• **Given data**

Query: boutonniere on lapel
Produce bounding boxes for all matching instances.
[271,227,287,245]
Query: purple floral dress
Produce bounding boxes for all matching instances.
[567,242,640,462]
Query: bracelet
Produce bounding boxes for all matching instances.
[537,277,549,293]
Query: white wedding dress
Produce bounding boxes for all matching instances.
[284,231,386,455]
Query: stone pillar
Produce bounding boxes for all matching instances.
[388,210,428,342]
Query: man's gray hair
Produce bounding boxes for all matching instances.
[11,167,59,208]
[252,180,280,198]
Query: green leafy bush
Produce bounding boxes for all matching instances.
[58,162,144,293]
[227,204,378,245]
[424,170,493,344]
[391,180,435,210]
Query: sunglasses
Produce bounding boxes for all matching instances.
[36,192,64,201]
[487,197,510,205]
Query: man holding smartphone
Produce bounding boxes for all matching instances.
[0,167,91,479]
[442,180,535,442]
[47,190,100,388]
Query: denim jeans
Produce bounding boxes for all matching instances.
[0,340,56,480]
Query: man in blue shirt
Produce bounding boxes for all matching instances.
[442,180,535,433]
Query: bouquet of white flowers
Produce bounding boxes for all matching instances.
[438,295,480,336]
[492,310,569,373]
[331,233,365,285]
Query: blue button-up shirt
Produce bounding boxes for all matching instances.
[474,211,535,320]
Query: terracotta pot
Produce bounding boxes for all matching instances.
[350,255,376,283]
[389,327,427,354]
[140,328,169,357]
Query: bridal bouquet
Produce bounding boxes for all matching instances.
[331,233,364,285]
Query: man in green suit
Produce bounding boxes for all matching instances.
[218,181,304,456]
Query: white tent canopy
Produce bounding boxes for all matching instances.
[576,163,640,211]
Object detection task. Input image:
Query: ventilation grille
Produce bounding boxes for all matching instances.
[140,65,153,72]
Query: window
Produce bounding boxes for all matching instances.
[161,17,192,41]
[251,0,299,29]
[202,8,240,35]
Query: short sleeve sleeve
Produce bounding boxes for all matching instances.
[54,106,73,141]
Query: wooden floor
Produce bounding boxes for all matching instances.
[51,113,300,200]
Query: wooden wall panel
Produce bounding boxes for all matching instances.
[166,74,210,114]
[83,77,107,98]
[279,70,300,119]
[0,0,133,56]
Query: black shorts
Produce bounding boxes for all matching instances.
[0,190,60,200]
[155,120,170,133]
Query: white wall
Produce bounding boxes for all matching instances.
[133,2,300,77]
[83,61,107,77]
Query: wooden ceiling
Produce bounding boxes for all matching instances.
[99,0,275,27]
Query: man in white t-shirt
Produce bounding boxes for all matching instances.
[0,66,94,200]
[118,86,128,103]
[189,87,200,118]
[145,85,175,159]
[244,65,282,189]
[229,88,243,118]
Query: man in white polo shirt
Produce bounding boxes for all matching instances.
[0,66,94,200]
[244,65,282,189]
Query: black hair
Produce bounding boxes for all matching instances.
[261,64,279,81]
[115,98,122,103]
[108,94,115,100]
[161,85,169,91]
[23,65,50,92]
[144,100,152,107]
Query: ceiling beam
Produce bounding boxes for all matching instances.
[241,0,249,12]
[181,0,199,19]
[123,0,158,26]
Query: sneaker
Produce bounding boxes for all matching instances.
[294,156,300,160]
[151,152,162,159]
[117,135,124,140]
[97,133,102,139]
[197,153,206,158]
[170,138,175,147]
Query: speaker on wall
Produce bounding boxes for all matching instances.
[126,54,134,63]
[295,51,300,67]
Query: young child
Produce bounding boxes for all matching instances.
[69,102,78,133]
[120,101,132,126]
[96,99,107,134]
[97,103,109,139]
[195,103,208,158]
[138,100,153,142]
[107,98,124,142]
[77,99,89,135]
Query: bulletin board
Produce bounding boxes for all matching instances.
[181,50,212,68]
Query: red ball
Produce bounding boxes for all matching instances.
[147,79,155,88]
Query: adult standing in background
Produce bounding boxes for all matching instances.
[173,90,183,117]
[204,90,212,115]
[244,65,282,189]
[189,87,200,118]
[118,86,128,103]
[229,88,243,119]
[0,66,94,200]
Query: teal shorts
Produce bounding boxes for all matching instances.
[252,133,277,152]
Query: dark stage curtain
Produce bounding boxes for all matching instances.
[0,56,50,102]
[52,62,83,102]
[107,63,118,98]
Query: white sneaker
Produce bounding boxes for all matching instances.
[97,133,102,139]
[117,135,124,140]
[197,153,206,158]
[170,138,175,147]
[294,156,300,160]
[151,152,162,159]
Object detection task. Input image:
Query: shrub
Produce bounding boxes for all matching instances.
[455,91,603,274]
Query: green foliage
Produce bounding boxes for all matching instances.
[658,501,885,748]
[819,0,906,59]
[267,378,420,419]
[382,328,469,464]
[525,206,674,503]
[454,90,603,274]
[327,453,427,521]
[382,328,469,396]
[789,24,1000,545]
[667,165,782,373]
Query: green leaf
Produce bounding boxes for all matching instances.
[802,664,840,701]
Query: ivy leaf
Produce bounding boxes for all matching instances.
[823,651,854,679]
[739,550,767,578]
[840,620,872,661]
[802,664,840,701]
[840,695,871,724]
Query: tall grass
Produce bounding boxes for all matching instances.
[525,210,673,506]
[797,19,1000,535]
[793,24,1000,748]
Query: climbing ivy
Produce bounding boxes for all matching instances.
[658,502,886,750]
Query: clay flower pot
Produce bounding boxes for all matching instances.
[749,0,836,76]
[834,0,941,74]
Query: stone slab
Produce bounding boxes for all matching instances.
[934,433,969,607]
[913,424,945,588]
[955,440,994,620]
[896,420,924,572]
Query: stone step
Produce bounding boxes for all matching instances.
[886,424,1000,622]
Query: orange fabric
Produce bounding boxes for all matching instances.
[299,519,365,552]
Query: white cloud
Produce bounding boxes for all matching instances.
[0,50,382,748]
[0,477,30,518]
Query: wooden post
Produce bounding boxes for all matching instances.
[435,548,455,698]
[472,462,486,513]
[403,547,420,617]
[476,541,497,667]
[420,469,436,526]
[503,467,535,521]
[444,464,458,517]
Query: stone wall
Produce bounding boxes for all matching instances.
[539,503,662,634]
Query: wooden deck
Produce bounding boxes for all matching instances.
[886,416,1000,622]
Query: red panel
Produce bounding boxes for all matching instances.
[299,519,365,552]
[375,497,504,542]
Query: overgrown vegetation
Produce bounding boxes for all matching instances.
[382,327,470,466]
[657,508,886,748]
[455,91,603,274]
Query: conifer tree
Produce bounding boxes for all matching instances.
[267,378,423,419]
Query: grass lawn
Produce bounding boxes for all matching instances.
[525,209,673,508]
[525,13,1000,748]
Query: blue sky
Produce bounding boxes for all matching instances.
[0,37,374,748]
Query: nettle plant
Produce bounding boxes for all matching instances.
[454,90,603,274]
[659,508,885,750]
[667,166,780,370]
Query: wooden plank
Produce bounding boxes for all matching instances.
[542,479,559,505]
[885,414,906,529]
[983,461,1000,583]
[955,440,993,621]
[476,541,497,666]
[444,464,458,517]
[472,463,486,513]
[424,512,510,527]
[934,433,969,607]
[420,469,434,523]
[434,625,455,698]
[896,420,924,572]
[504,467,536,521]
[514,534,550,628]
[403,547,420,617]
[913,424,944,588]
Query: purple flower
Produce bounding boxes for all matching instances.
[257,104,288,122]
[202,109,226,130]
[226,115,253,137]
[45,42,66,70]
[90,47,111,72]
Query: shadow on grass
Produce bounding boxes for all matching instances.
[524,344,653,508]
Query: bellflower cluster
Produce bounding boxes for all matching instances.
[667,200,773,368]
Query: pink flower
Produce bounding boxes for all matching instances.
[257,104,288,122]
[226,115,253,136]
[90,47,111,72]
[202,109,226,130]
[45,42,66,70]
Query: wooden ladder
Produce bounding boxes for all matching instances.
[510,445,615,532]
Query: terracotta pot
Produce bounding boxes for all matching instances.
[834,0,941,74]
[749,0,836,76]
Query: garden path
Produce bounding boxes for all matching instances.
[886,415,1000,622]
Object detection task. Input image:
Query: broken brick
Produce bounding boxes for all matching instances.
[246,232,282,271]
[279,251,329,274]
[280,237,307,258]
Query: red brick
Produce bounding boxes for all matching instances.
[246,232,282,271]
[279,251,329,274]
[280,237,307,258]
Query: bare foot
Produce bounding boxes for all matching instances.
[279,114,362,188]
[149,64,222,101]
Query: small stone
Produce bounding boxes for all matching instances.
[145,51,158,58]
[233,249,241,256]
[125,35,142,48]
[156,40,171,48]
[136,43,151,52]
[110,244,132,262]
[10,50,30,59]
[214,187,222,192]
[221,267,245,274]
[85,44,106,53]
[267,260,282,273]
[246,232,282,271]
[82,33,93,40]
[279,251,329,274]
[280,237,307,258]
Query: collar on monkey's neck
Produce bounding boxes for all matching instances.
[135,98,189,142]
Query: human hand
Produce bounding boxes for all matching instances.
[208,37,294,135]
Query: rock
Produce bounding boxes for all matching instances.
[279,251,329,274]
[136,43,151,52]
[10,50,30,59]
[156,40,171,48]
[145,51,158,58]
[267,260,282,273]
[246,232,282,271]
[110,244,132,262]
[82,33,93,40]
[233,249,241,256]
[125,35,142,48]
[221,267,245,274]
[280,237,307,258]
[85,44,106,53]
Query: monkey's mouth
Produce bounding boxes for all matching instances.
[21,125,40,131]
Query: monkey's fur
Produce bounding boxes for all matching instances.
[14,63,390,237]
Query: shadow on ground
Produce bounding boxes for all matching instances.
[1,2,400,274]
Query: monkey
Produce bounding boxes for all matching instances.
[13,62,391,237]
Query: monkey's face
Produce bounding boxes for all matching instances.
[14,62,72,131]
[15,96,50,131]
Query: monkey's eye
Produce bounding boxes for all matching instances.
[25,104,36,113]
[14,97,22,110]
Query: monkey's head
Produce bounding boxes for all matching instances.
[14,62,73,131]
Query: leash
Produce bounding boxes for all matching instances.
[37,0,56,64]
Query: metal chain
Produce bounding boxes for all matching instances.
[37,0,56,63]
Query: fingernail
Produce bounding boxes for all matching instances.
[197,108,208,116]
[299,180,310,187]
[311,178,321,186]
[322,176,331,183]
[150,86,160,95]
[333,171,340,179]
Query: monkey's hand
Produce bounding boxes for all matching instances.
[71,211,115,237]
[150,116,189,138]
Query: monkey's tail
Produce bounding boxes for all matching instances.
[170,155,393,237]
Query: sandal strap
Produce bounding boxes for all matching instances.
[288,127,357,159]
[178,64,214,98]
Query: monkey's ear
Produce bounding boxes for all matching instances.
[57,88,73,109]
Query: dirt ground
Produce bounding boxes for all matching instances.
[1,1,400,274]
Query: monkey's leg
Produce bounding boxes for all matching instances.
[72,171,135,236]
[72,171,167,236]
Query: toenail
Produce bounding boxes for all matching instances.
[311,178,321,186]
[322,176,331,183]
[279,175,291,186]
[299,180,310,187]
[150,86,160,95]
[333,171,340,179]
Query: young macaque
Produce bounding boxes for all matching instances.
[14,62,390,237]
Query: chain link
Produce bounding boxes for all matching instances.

• **Directive**
Reproduce everything in the listing from the line with "Query: wooden plank" down to the line with "[149,64,222,101]", swapping "brick" for "tile" and leaving all else untouched.

• **The output**
Query: wooden plank
Produce bounding boxes for all matching instances.
[542,479,559,505]
[885,414,906,529]
[983,461,1000,583]
[955,440,993,621]
[476,541,497,666]
[444,464,458,517]
[472,463,486,513]
[424,512,510,527]
[934,433,969,607]
[420,469,434,523]
[434,625,455,698]
[896,420,924,572]
[504,467,536,521]
[514,534,550,628]
[403,547,420,617]
[913,424,944,588]
Query: purple flower
Produce bounding boxes for all matching instances.
[257,104,288,122]
[202,109,226,130]
[226,115,253,137]
[45,42,66,70]
[90,47,111,72]
Query: shadow on grass
Produce bounding boxes for all matching instances.
[524,344,653,508]
Query: bellflower cluster
Produce bounding boxes for all matching instances.
[667,200,773,368]
Query: pink flower
Produce bounding boxes for all matching instances.
[257,104,288,122]
[226,115,253,136]
[90,47,111,72]
[202,109,226,130]
[45,42,66,70]
Query: wooden ladder
Produce bounding boxes for all matching instances.
[510,445,615,532]
Query: terracotta pot
Produce bounding boxes for all matching instances.
[834,0,941,74]
[749,0,836,76]
Query: garden path
Produce bounding boxes for all matching instances.
[886,415,1000,622]
Object detection task. Input image:
Query: broken tile
Produce bounding boxes for all matching instances.
[246,232,282,271]
[279,251,329,274]
[280,237,307,258]
Query: red tile
Produce bounding boxes for all matching instances.
[246,232,282,271]
[279,251,329,274]
[280,237,307,258]
Query: bare foot
Produce bounding boxes for all matching instances.
[279,114,362,188]
[149,64,222,101]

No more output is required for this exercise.